**Exercise details:** Please rewrite all of the data below, replacing "keypoint" with "marker" everywhere it occurs and keeping everything else unchanged. Leave the pictures out of your answer.

************

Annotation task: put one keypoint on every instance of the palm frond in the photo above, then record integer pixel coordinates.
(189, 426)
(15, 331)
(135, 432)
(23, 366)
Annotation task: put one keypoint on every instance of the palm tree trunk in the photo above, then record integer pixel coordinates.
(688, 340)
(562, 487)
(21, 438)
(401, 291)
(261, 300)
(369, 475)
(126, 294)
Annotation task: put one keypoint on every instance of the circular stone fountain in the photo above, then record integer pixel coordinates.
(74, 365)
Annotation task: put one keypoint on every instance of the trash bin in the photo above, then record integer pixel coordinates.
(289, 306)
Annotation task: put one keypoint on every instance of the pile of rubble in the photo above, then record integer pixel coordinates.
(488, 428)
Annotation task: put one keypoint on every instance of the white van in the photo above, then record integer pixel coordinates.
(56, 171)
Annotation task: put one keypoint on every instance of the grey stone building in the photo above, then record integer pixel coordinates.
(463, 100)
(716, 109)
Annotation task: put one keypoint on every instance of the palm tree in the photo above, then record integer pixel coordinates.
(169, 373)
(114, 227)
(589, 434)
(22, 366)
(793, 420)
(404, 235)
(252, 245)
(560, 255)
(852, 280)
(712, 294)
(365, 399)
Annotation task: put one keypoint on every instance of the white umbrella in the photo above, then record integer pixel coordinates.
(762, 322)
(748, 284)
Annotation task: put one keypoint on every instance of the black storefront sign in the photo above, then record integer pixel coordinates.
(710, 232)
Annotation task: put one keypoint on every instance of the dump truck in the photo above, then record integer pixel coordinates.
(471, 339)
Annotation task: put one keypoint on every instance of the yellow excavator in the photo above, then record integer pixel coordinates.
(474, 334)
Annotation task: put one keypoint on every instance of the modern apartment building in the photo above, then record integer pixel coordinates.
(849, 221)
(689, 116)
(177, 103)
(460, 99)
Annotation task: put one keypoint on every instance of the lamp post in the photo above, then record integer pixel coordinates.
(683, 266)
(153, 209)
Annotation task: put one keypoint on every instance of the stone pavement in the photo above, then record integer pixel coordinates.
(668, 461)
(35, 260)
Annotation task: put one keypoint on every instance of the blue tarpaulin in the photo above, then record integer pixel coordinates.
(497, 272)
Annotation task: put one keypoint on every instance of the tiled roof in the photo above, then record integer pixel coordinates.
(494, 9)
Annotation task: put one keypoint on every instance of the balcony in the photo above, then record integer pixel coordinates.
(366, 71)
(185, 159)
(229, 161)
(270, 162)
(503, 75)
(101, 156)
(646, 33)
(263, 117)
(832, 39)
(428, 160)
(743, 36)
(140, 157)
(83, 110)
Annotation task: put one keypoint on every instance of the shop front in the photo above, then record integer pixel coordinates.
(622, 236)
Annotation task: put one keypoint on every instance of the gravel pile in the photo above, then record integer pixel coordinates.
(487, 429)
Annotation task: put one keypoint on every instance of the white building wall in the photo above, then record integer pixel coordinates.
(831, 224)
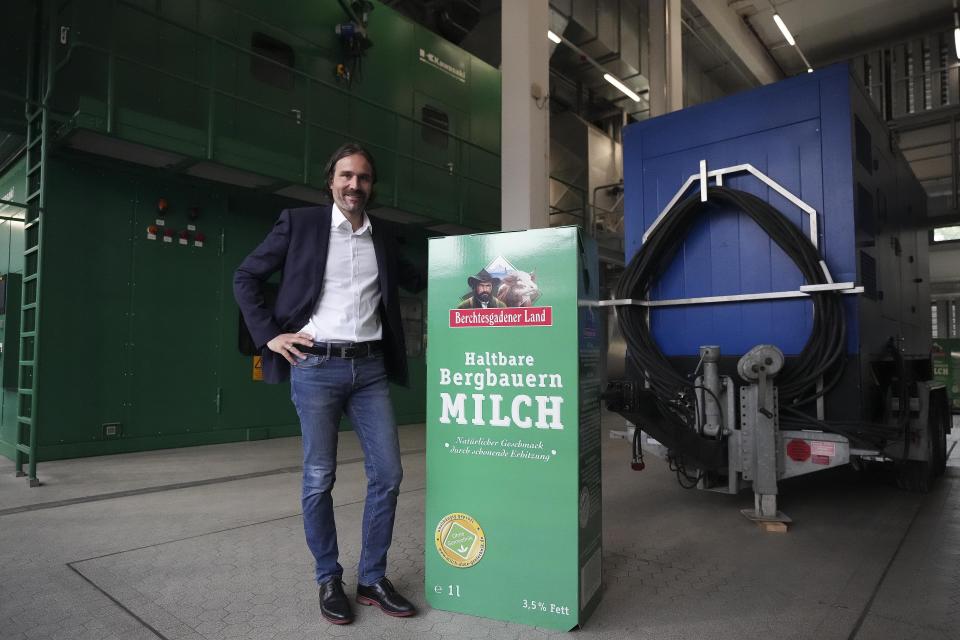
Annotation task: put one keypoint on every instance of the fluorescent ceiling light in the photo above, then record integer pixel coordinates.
(783, 29)
(621, 86)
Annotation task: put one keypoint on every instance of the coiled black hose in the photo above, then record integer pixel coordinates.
(822, 355)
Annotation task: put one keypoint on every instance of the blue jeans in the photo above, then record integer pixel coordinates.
(323, 389)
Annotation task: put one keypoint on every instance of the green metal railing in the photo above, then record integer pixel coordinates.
(303, 116)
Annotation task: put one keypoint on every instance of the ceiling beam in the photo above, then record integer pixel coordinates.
(739, 38)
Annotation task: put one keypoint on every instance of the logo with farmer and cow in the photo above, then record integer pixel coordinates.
(500, 295)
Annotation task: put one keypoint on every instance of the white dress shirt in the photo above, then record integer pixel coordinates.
(347, 309)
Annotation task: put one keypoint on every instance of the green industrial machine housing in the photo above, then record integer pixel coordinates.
(163, 139)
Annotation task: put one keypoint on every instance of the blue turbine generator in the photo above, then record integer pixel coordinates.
(776, 306)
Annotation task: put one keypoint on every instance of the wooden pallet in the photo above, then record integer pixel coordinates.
(770, 526)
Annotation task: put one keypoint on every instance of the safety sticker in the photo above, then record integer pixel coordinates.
(823, 448)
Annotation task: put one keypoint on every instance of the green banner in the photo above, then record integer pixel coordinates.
(513, 517)
(946, 367)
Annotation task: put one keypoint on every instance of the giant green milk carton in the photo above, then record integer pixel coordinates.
(513, 505)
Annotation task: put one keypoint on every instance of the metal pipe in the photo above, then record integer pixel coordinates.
(710, 355)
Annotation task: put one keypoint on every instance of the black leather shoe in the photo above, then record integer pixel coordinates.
(334, 605)
(382, 594)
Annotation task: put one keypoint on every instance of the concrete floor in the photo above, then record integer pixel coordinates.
(207, 543)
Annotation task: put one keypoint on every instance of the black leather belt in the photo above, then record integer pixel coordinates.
(346, 350)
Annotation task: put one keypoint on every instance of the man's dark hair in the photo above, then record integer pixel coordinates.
(345, 150)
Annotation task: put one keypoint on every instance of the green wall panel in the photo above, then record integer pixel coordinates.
(182, 76)
(84, 324)
(145, 333)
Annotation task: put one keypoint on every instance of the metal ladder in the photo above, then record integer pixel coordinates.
(38, 122)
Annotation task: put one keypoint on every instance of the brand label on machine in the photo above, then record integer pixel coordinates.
(434, 60)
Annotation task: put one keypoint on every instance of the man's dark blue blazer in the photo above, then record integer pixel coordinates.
(297, 246)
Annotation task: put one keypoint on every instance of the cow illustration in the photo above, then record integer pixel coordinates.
(519, 289)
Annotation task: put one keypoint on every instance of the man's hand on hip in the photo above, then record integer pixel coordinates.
(286, 345)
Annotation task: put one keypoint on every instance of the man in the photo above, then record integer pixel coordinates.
(335, 331)
(483, 285)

************

**Correct result:**
Annotation task: put one marker on every instance of the palm frond in the photo above, then record integer pixel coordinates.
(189, 426)
(15, 331)
(135, 432)
(23, 366)
Annotation task: put one marker on every instance of the palm tree trunk in the photo above, then record integer pixel coordinates.
(688, 340)
(562, 487)
(21, 438)
(401, 291)
(261, 300)
(369, 475)
(126, 294)
Annotation task: put one marker on every instance of the circular stone fountain in the photo above, then record integer pixel coordinates.
(74, 365)
Annotation task: put one marker on every instance of the trash bin in the photo above, then record integer pixel coordinates.
(289, 306)
Annotation task: put one marker on every instance of the pile of rubble in the photo above, then record integer pixel coordinates.
(488, 428)
Annotation task: put one marker on every instance of the white van in the photo above, then record integer pixel coordinates.
(56, 171)
Annotation task: put one marker on every instance of the grey stone building in the photo above, then record integer pixel coordinates.
(463, 100)
(716, 109)
Annotation task: put one marker on every instance of the palm tree in the photo above, then record integer pixel coordinates.
(169, 373)
(114, 227)
(589, 434)
(22, 366)
(793, 420)
(404, 235)
(252, 245)
(560, 255)
(852, 280)
(712, 294)
(365, 399)
Annotation task: put one marker on every instance of the white umbrella in the photo above, then record integer pixel coordinates.
(762, 322)
(748, 284)
Annotation task: put one marker on every instance of the black storefront sign in the photo above, then record integer pixel coordinates.
(710, 232)
Annotation task: put one marker on every instance of the dump truck in the photo above, then record integer pixel coordinates.
(471, 339)
Annotation task: put one marker on every instance of the yellow excavator in the photo above, then record integer pixel coordinates.
(474, 334)
Annotation task: put one marker on every instance of the modern apartment building in the photo above, then record integer pixel coordinates.
(849, 221)
(689, 116)
(177, 103)
(460, 99)
Annotation task: put one marker on every instance of the lamp post in the photo above, then record integer pixel coordinates.
(683, 266)
(153, 209)
Annotation task: put one marker on every instance of the stone pavement in the photo above, then record integer pixel coordinates.
(668, 461)
(35, 260)
Annotation task: put one marker on every instance of the blue tarpaulin in the photo above, then record integer pixel coordinates.
(497, 272)
Annotation task: put one marker on every instance of the tiled roof in the photo above, then record integer pixel coordinates.
(494, 9)
Annotation task: put one marker on every instance of the balcony in the photo above, then record integer pixel coordinates.
(366, 71)
(185, 159)
(229, 161)
(270, 162)
(503, 75)
(101, 156)
(646, 33)
(263, 117)
(832, 39)
(428, 160)
(743, 36)
(140, 157)
(83, 110)
Annotation task: put one marker on every instance of the shop front in the photo above, then record integer pixel coordinates.
(622, 236)
Annotation task: put one marker on every instance of the gravel pile in the photo above, then record integer pixel coordinates.
(487, 429)
Annotation task: put one marker on every instance of the white building wall in the photo above, then record integer pixel coordinates.
(831, 224)
Annotation task: put one marker on every instance of the fluorescent ceiling light in the photo above, then record integer pixel coordinates.
(783, 29)
(621, 86)
Annotation task: put one marker on every instance of the coiled black hose in the photo above, then record integer pixel coordinates.
(822, 355)
Annotation task: put one marker on every instance of the blue jeans in the photo above, then record integer pixel coordinates.
(323, 389)
Annotation task: put one marker on every instance of the green metal railing in the photo above, then record integer pixel coordinates.
(303, 116)
Annotation task: put one marker on every instance of the ceiling beam in the photo above, then record integer pixel coordinates.
(739, 38)
Annotation task: put one marker on every instance of the logo with farmer and cow in the photo above, then record integer pixel coordinates.
(500, 295)
Annotation task: put one marker on every instance of the white dress shirt in the photo above, then record integer pixel coordinates.
(347, 309)
Annotation task: put one marker on every instance of the green industrial machine housing in the photo above, then record integer pixel coordinates.
(163, 139)
Annotation task: put one marker on every instance of the blue turbine generator in the photo above, then record integer pixel coordinates.
(776, 306)
Annotation task: put one marker on every instance of the wooden pallet in the photo above, then record integer pixel coordinates.
(770, 526)
Annotation task: put one marker on every instance of the safety sticker in the photo above, then record integer pixel coordinates.
(823, 448)
Annotation task: put one marker on every instance of the green banner in the photo above, then record integer pixel coordinates.
(513, 517)
(946, 367)
Annotation task: put one marker on every instance of the giant green milk carton in the photo above, then record integer pixel coordinates.
(513, 505)
Annotation task: put one marker on every instance of the metal pipe in the photo above, then record integer pixel coordinates.
(710, 355)
Annotation task: put one marker on every instance of the black leather shoe in the photo above, then record integer pixel coordinates.
(334, 605)
(382, 594)
Annotation task: put one marker on every instance of the concrete floor in the photo above, then record integer pixel coordinates.
(207, 543)
Annotation task: put one marker on every instance of the black leather belt in the photo above, then record integer pixel coordinates.
(346, 350)
Annotation task: put one marker on every instance of the man's dark hair in the photo above, then record integer pixel coordinates.
(345, 150)
Annotation task: put one marker on every instance of the green wall panel in the photo above, then record integer pixel coordinates.
(182, 76)
(84, 324)
(145, 333)
Annotation task: put one marker on every instance of the metal ladder in the photo above, then record integer pixel coordinates.
(38, 122)
Annotation task: put one marker on every instance of the brand label on machine in the photo above, then record integer pixel coordinates.
(434, 60)
Annotation task: put one marker on every instance of the man's dark blue blazer in the photo above, then record integer pixel coordinates.
(297, 246)
Annotation task: put one marker on every instance of the cow illustration in the photo above, then record integer pixel coordinates.
(519, 289)
Annotation task: put one marker on every instance of the man's hand on hip in the photo above, then record integer pixel coordinates.
(286, 345)
Annotation task: put one marker on every instance of the man in the photo above, then record integer pixel coordinates.
(335, 331)
(483, 285)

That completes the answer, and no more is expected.